::: TEXT UNDER STUDY

A first look at the design and plan for Marshfield Clinic’s planned hospital
(This post has been updated to include the fact that Marshfield Clinic has declined to comment on this story.)
By Adam Hocking
MARSHFIELD — As a result of an open records request to the city of Marshfield, Hub City Times has received several renderings and detailed information about Marshfield Clinic’s planned “hospital of the future.”
The information and renderings are part of a conditional use request Marshfield Clinic has made to the city of Marshfield pursuant to building a new hospital.
In a document submitted to the city by Marshfield Clinic entitled “Conditional Use Permit Narrative,” Marshfield Clinic explained several aspects of the project including the planned location of the hospital.
“The existing Marshfield Clinic Campus layout contains a western edge defined by the Laird and Lawton Buildings and a southern edge defined by the 1974 Clinic and East Wing buildings. The new hospital building will establish an eastern edge to the campus and, thus, create a series of buildings organized around a campus quad,” the narrative said.
The narrative added, “the hospital’s primary vehicular entry will be from North Oak Avenue.”
The narrative also called for the addition of a parking garage to the north of the new hospital.
“The parking structure is planned to hold 750 vehicles and will be four levels. The parking structure will be used by both staff and patients,” the narrative said.
The narrative noted that the hospital will be “far enough north to preserve some parking for the East Wing’s future use.”
The plan also called for the construction of a new parking lot about one-fifth of a mile “east of the intersection of St. Joseph Avenue and McMillan Street” that will contain 355 parking stalls.
“This parking lot will be available to Marshfield Clinic staff, patrons, and temporarily for construction workers during the duration of construction of the new Marshfield Clinic Hospital facility. A shuttle service will be provided to riders utilizing this parking lot.”
“A ‘hospital of the future’ must accomplish two things aesthetically in order to be successful. First, it must evoke a sense of high-tech competence in order to represent the advanced treatment occurring within, but it must also feel welcoming, healing, and safe,” the narrative said. “As a result, the hospital has been metaphorically thought of as a lantern. A lantern evokes warmth, home, and oftentimes a way out of trouble. A lantern can also lead the way into the future and signal the arrival of new ideas.”
The narrative also said that the building will “occupy approximately 615,000 building gross square feet” and would have eight stories. The hospital and the East Wing, the narrative said, will be physically connected for both staff and the public to travel between both buildings.

::::::

• _INSTRUCTIONS TO FOLLOW_: Rewrite the article on Marshfield Clinic's planned hospital from "The information and" to "of the hospital.", replacing "pursuant to" with "toward".

::: DATA TO EXAMINE

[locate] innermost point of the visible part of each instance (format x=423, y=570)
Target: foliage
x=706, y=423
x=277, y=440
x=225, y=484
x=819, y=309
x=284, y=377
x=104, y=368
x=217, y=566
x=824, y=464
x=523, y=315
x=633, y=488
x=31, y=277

::::::
::: DATA TO EXAMINE

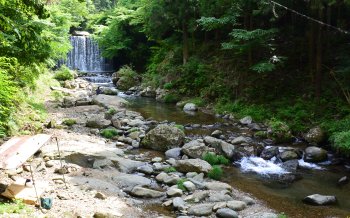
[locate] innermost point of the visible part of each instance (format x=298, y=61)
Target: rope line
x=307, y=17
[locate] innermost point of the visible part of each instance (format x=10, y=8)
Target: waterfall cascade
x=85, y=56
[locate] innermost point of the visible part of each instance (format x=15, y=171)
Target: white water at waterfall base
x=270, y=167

::::::

• _WRITTEN REPLY_:
The information and renderings are part of a conditional use request Marshfield Clinic has made to the city of Marshfield toward building a new hospital.
In a document submitted to the city by Marshfield Clinic entitled “Conditional Use Permit Narrative,” Marshfield Clinic explained several aspects of the project including the planned location of the hospital.